**Dataset rows:**
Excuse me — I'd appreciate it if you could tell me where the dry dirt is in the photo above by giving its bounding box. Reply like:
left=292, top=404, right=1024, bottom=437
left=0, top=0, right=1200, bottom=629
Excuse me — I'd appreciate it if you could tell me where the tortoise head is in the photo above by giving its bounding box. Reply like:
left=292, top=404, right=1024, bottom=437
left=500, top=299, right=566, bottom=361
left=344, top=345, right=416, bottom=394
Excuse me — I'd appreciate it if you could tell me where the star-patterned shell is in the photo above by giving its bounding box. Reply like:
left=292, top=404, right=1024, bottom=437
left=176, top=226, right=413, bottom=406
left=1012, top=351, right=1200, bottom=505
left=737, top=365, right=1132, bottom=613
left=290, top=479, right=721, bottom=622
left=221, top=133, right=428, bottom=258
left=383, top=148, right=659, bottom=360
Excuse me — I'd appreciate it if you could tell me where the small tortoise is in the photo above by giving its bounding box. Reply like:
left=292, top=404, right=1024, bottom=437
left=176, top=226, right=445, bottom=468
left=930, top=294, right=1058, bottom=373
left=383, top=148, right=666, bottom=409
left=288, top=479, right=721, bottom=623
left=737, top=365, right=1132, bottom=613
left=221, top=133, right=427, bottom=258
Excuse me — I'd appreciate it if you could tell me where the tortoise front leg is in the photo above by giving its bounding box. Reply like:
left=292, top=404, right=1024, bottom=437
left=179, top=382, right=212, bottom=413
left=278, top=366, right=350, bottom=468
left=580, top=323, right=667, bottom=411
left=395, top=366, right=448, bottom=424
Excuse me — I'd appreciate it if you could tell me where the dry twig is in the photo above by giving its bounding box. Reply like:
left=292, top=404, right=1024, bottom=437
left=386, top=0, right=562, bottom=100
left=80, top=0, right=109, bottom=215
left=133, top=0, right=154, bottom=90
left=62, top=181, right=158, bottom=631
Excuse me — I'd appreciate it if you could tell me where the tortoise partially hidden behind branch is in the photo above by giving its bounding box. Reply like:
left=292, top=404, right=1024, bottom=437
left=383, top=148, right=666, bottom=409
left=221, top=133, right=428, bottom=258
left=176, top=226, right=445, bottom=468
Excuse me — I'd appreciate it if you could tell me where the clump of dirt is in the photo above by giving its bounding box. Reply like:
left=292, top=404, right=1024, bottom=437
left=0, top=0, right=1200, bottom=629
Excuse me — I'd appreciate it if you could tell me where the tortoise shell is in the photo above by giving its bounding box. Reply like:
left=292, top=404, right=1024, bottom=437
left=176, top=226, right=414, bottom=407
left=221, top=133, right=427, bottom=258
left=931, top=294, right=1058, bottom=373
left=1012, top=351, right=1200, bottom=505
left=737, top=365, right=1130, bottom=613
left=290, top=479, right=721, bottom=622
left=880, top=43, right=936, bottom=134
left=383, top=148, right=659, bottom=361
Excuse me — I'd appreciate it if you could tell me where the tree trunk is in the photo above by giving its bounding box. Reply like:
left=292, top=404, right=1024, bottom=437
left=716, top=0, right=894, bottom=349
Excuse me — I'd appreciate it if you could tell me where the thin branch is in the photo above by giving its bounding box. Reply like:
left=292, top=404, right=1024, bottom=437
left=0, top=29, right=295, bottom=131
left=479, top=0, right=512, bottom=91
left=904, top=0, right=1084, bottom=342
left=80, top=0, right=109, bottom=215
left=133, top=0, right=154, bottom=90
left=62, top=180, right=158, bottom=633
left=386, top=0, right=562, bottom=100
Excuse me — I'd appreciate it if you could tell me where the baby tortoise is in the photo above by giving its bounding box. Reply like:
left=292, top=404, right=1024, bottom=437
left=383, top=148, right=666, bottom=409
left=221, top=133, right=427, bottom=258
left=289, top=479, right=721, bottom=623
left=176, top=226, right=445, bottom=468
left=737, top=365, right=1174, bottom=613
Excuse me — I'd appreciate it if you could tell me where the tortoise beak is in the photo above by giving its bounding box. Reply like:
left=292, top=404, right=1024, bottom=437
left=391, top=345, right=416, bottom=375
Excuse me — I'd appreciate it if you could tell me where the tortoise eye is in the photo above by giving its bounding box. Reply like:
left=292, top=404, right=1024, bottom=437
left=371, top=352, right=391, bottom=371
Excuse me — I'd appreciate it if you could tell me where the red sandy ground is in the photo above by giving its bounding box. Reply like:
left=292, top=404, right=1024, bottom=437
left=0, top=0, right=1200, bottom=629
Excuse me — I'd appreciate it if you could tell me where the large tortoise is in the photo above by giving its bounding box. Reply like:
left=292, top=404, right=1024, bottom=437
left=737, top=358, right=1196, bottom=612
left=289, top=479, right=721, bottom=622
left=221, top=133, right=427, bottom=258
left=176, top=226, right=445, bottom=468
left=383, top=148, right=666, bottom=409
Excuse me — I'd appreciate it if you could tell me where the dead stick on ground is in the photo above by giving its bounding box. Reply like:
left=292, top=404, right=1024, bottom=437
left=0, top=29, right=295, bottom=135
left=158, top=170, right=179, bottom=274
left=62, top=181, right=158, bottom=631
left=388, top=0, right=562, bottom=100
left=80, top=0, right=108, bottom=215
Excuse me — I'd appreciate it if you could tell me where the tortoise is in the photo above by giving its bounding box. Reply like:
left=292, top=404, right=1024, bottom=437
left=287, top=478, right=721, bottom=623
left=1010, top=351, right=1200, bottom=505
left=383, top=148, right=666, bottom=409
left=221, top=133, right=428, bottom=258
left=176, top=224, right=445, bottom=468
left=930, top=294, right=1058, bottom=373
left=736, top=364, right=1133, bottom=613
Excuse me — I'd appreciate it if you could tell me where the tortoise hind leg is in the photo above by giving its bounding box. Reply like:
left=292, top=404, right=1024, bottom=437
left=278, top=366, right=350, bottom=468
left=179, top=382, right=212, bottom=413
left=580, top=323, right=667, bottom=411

**Your objective:** Can you copy the rows above word for word, starting at the line with "the tortoise hind" and continuing through the last line of the rows?

**Finished answer:**
Excuse me — I'd appreciate it if you could tell me where the tortoise hind leg is in the photo above by giving its bounding box. Reply like:
left=292, top=404, right=1024, bottom=437
left=278, top=366, right=350, bottom=468
left=179, top=382, right=212, bottom=413
left=580, top=323, right=667, bottom=411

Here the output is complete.